Task brief —
Copy the records below word for word, from the line with "indicate the yellow" up to and including the line with "column 234, row 272", leaving out every line outside that span.

-- begin Input --

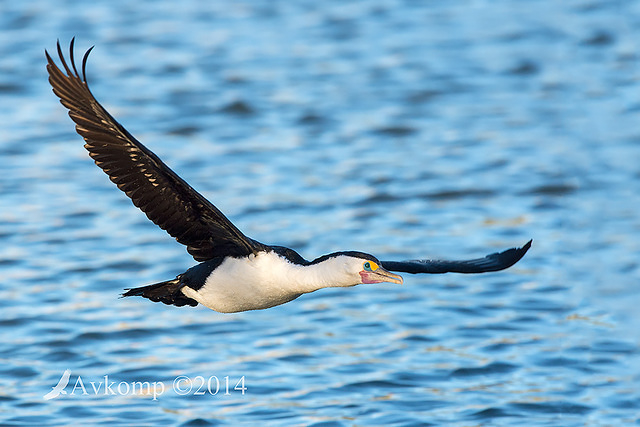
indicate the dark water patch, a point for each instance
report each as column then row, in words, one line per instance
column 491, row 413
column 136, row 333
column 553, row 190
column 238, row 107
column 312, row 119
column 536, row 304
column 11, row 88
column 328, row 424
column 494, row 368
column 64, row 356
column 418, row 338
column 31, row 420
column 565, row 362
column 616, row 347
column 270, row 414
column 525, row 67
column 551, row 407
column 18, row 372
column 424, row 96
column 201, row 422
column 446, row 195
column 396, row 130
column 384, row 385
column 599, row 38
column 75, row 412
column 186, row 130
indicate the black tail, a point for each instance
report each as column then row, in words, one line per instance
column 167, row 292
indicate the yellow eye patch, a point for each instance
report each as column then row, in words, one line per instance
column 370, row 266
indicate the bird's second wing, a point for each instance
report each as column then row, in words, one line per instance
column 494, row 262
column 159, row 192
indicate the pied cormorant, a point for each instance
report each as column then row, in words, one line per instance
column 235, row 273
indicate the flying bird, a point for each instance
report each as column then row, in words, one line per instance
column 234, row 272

-- end Input --
-- begin Input --

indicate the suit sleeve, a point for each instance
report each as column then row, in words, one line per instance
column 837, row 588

-- end Input --

Correct answer —
indicate the yellow eye patch, a point for each instance
report each as column then row, in words, one line per instance
column 370, row 266
indicate the bird's second wing, a point for each instance
report each as column then row, in words, one line per instance
column 494, row 262
column 159, row 192
indicate the pied cormorant, a point for each instance
report each as column then row, in words, one line per instance
column 235, row 273
indicate the flying bird, a point for each instance
report each as column then row, in words, one line per instance
column 234, row 272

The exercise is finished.